Retype each entry below, keeping every character the same.

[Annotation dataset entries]
** Begin **
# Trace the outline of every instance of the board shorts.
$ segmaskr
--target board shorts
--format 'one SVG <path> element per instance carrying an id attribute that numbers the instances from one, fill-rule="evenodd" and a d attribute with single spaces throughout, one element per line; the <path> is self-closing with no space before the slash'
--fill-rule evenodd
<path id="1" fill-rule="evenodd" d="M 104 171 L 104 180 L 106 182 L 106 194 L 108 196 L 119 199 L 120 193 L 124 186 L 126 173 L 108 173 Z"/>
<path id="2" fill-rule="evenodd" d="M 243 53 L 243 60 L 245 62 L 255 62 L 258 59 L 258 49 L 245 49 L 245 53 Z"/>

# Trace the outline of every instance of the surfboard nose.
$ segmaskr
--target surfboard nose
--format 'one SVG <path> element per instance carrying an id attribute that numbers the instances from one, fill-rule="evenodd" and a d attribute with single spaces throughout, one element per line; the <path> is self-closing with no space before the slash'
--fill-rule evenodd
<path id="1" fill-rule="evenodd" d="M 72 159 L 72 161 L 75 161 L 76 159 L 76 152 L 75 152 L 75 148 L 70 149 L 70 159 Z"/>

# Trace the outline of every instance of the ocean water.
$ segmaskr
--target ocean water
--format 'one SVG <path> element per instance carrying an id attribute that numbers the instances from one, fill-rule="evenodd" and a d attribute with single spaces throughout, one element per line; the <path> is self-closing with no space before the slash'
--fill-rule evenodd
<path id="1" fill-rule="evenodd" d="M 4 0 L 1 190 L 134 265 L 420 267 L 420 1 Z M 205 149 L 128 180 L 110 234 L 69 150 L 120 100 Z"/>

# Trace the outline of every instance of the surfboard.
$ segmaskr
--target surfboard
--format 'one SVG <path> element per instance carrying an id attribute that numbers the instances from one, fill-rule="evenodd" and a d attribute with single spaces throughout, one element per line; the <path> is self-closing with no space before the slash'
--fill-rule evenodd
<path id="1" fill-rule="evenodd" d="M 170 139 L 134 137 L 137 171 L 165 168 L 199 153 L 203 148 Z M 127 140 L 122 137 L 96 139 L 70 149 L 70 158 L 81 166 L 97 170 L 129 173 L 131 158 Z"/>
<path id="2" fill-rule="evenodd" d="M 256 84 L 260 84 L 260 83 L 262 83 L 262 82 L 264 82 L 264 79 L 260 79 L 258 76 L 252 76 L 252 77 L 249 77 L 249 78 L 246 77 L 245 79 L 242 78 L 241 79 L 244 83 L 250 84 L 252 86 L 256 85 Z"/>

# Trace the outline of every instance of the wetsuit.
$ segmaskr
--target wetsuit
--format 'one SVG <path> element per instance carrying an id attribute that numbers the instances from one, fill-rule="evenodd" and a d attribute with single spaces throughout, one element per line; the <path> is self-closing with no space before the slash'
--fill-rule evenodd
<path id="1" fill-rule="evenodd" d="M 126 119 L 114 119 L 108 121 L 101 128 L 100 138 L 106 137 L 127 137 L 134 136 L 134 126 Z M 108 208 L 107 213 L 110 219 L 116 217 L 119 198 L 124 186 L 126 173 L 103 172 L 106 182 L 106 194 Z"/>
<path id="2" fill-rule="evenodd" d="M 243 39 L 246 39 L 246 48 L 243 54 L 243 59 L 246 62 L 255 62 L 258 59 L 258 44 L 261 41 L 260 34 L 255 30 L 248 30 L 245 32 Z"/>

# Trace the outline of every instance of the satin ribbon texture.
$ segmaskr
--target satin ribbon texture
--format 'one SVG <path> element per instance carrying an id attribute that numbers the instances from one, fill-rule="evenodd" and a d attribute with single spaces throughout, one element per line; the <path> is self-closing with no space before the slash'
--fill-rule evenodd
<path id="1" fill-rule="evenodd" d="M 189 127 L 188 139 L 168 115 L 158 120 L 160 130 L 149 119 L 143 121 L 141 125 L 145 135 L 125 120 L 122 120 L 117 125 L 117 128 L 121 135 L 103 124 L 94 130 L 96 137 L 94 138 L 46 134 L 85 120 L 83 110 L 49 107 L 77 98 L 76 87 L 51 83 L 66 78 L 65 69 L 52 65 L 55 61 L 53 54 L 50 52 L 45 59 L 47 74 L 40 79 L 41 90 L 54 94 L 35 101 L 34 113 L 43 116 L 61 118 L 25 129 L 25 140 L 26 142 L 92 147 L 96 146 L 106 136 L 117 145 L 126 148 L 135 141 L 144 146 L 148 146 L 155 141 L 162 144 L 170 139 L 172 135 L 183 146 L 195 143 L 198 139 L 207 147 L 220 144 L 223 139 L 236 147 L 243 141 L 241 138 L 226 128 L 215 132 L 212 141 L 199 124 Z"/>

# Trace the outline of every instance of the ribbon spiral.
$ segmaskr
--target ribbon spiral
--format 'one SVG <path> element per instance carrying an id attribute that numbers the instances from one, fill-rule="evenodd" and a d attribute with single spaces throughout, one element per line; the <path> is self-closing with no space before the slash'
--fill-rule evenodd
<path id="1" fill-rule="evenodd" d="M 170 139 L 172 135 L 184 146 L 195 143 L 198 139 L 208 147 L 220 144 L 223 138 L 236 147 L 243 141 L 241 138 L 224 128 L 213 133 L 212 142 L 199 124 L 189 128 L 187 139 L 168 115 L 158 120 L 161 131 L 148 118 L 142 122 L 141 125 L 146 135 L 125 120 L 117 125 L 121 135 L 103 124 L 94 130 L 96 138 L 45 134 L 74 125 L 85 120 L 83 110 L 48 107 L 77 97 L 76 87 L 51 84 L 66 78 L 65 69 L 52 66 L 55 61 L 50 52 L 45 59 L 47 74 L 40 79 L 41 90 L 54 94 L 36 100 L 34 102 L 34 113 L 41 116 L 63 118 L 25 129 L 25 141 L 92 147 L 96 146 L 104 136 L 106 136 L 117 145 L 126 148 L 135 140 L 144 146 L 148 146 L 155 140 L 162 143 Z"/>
** End **
[SOLUTION TO THIS EXERCISE]:
# Trace the outline of every instance of the board shorts.
$ segmaskr
--target board shorts
--format 'one SVG <path> element per instance carrying an id attribute that numbers the instances from one, fill-rule="evenodd" and a d attribute with single spaces throughout, one element per line; the <path> is self-closing with no space before the slash'
--fill-rule evenodd
<path id="1" fill-rule="evenodd" d="M 104 171 L 104 180 L 106 182 L 106 194 L 108 196 L 119 199 L 120 193 L 124 186 L 126 173 L 108 173 Z"/>
<path id="2" fill-rule="evenodd" d="M 243 53 L 243 60 L 245 62 L 255 62 L 258 59 L 258 49 L 245 49 L 245 53 Z"/>

# Trace the outline of every instance of the surfboard nose.
$ segmaskr
--target surfboard nose
--format 'one SVG <path> element per instance carrying an id attribute that numbers the instances from one, fill-rule="evenodd" and a d attribute with single spaces throughout, one element per line; the <path> is self-closing with no space before the slash'
--fill-rule evenodd
<path id="1" fill-rule="evenodd" d="M 72 159 L 72 161 L 75 161 L 76 159 L 76 152 L 75 152 L 75 148 L 70 149 L 70 159 Z"/>

# Trace the outline of every instance of the ocean water.
$ segmaskr
--target ocean water
--format 'one SVG <path> element per instance carrying an id attribute that numbers the instances from one, fill-rule="evenodd" and a d attribute with single spaces throughout, one element per line; the <path> is self-closing with no space before the slash'
--fill-rule evenodd
<path id="1" fill-rule="evenodd" d="M 4 0 L 1 190 L 134 265 L 420 267 L 420 1 Z M 205 149 L 128 180 L 110 234 L 69 150 L 120 100 Z"/>

# Trace the outline of every instance of the surfboard.
$ segmaskr
--target surfboard
--format 'one SVG <path> element per instance carrying an id attribute that numbers the instances from one, fill-rule="evenodd" and a d attribute with single spaces throughout, one element per line; the <path> is self-closing with no space before the slash'
--fill-rule evenodd
<path id="1" fill-rule="evenodd" d="M 170 139 L 134 137 L 137 171 L 165 168 L 199 153 L 203 148 Z M 127 140 L 122 137 L 96 139 L 70 149 L 70 158 L 81 166 L 97 170 L 129 173 L 131 158 Z"/>
<path id="2" fill-rule="evenodd" d="M 256 84 L 260 84 L 260 83 L 262 83 L 262 82 L 264 82 L 264 79 L 260 79 L 258 76 L 252 76 L 252 77 L 249 77 L 249 78 L 246 77 L 245 79 L 242 78 L 241 79 L 244 83 L 250 84 L 252 86 L 256 85 Z"/>

# Trace the outline of every instance of the wetsuit.
$ segmaskr
--target wetsuit
--format 'one SVG <path> element per instance carrying an id attribute that numbers the instances from one, fill-rule="evenodd" and a d attribute with single spaces throughout, one element per line; the <path> is self-closing with no space before the slash'
--fill-rule evenodd
<path id="1" fill-rule="evenodd" d="M 126 119 L 114 119 L 108 121 L 101 128 L 100 138 L 106 137 L 127 137 L 134 136 L 134 126 Z M 108 208 L 107 213 L 110 219 L 116 217 L 119 198 L 124 186 L 126 173 L 103 172 L 106 182 L 106 194 Z"/>
<path id="2" fill-rule="evenodd" d="M 243 39 L 246 39 L 246 48 L 243 54 L 243 59 L 246 62 L 255 62 L 258 59 L 258 44 L 261 41 L 260 34 L 255 30 L 248 30 L 245 32 Z"/>

# Trace the outline of every instance of the satin ribbon texture.
$ segmaskr
--target satin ribbon texture
--format 'one SVG <path> element per instance carrying an id attribute that numbers the instances from one, fill-rule="evenodd" and a d attribute with single spaces throughout, one element per line; the <path> is self-closing with no space before the slash'
--fill-rule evenodd
<path id="1" fill-rule="evenodd" d="M 189 127 L 188 139 L 168 115 L 158 120 L 160 130 L 149 119 L 143 121 L 141 125 L 145 135 L 125 120 L 122 120 L 117 125 L 117 128 L 121 135 L 103 124 L 94 130 L 96 137 L 94 138 L 46 134 L 85 120 L 83 110 L 49 107 L 77 98 L 76 87 L 51 83 L 66 78 L 65 69 L 52 65 L 55 61 L 53 54 L 50 52 L 45 59 L 47 74 L 40 79 L 41 90 L 54 94 L 35 101 L 34 113 L 43 116 L 61 118 L 25 129 L 25 140 L 26 142 L 92 147 L 96 146 L 106 136 L 117 145 L 126 148 L 135 141 L 144 146 L 148 146 L 155 141 L 162 144 L 170 139 L 172 135 L 183 146 L 195 143 L 198 139 L 207 147 L 220 144 L 223 139 L 236 147 L 243 141 L 241 138 L 226 128 L 215 132 L 212 141 L 199 124 Z"/>

# Trace the outline of every instance of the ribbon spiral.
$ segmaskr
--target ribbon spiral
--format 'one SVG <path> element per instance carrying an id attribute that numbers the instances from one, fill-rule="evenodd" and a d attribute with single spaces throughout, one element per line; the <path> is self-closing with no space before the slash'
--fill-rule evenodd
<path id="1" fill-rule="evenodd" d="M 170 139 L 172 135 L 184 146 L 195 143 L 198 139 L 208 147 L 220 144 L 223 138 L 236 147 L 243 141 L 241 138 L 224 128 L 213 133 L 212 142 L 199 124 L 189 128 L 187 139 L 168 115 L 158 120 L 161 131 L 148 118 L 142 122 L 141 125 L 146 135 L 125 120 L 117 125 L 121 135 L 103 124 L 94 130 L 96 138 L 45 134 L 74 125 L 85 120 L 83 110 L 48 107 L 77 97 L 76 87 L 51 84 L 66 78 L 65 69 L 52 66 L 55 61 L 50 52 L 45 59 L 47 74 L 40 79 L 41 90 L 54 94 L 36 100 L 34 102 L 34 113 L 41 116 L 63 118 L 25 129 L 25 141 L 92 147 L 96 146 L 104 136 L 106 136 L 117 145 L 126 148 L 135 140 L 144 146 L 148 146 L 155 140 L 162 143 Z"/>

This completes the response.